■ Extrait fourni
-*-*-
Je viens seulement de comprendre le jeu de mot sur Warhammer.... Dire que j'allais poster pour signaler une faute d'ortho  ::ninja::

----------


## znokiss

Le test de Warhammer machin est vraiment bien trouvé, chapeau à Monsieur Lusth et les maquettistes.

----------


## Rouxbarbe

> Le test de Warhammer machin est vraiment bien trouvé, chapeau à Monsieur Lusth et les maquettistes.


Les glitchs et artefacts graphiques sont tellement bien rendus  ::o: 

Manquait plus qu'un bout de texture qui se barrait dans un coin de page et j'aurais été aux anges  ::lol::

----------


## Kahn Lusth

Pour la maquette de l'article, vous avez le droit de faire un cœur avec les doigts à Nono qui s'est bien démenée pour donner vie à mes idées tordues.

----------


## Bah

Du coup, peut-être que le jeu aussi c'était un surcroit de travail pour le sortir dans cet état et vous êtes juste des gros ingrats.

----------


## Haraban

Personne pour signer le à venir de TTON?

----------


## Jul Marston

Je m'étais dit pareil samedi avant de voir écrit Izual en jaune pâle sur fond blanc

----------


## Haraban

Tu as un regard d'aigle Monsieur Marston.
Merci, je l'aurais jamais vu sans ton aide  :^_^:  .

----------


## znokiss

> Pour la maquette de l'article, vous avez le droit de faire un cœur avec les doigts à Nono qui s'est bien démenée pour donner vie à mes idées tordues.


Le Nono du forum ?
-*-*-
Données d'étiquetage de coordonnées:

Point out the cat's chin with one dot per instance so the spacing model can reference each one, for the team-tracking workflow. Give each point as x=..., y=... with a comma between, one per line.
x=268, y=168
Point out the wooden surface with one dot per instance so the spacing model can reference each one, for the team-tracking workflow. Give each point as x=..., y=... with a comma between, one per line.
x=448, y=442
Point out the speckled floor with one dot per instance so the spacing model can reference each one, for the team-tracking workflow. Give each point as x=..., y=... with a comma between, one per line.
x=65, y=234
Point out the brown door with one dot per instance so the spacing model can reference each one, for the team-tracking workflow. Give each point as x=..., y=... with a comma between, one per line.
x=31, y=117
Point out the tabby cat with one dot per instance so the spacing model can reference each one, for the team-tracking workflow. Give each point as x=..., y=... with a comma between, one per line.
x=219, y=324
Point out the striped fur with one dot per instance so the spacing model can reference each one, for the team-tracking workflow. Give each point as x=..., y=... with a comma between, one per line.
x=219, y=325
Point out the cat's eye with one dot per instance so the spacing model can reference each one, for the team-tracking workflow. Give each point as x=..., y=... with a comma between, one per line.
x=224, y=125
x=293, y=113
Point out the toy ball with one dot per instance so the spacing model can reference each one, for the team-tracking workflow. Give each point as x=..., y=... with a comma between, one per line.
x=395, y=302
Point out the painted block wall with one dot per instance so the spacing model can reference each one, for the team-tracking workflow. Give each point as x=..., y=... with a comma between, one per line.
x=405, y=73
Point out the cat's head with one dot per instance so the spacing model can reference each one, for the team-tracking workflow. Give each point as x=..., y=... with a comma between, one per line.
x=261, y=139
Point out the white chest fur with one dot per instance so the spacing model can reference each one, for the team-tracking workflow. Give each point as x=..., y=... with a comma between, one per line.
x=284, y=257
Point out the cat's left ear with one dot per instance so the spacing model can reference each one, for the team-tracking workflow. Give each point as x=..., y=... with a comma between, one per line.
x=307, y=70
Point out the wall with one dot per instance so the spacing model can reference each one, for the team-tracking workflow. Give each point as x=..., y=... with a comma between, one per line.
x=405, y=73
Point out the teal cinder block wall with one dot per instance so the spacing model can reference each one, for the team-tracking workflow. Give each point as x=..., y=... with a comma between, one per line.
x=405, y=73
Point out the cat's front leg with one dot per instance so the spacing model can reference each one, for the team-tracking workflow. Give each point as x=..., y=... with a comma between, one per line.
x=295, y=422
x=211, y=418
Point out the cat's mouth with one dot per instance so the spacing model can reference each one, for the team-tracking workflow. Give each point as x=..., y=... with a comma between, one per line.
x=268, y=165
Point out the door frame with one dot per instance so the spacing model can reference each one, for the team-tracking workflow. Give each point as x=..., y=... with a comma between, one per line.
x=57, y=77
-*-*-
■ Consigne à suivre
Reproduisez en entier l'extrait du forum sur le test de Warhammer, sans en modifier un seul caractère.

■ Réponse attendue
Je viens seulement de comprendre le jeu de mot sur Warhammer.... Dire que j'allais poster pour signaler une faute d'ortho  ::ninja::

----------


## znokiss

Le test de Warhammer machin est vraiment bien trouvé, chapeau à Monsieur Lusth et les maquettistes.

----------


## Rouxbarbe

> Le test de Warhammer machin est vraiment bien trouvé, chapeau à Monsieur Lusth et les maquettistes.


Les glitchs et artefacts graphiques sont tellement bien rendus  ::o: 

Manquait plus qu'un bout de texture qui se barrait dans un coin de page et j'aurais été aux anges  ::lol::

----------


## Kahn Lusth

Pour la maquette de l'article, vous avez le droit de faire un cœur avec les doigts à Nono qui s'est bien démenée pour donner vie à mes idées tordues.

----------


## Bah

Du coup, peut-être que le jeu aussi c'était un surcroit de travail pour le sortir dans cet état et vous êtes juste des gros ingrats.

----------


## Haraban

Personne pour signer le à venir de TTON?

----------


## Jul Marston

Je m'étais dit pareil samedi avant de voir écrit Izual en jaune pâle sur fond blanc

----------


## Haraban

Tu as un regard d'aigle Monsieur Marston.
Merci, je l'aurais jamais vu sans ton aide  :^_^:  .

----------


## znokiss

> Pour la maquette de l'article, vous avez le droit de faire un cœur avec les doigts à Nono qui s'est bien démenée pour donner vie à mes idées tordues.


Le Nono du forum ?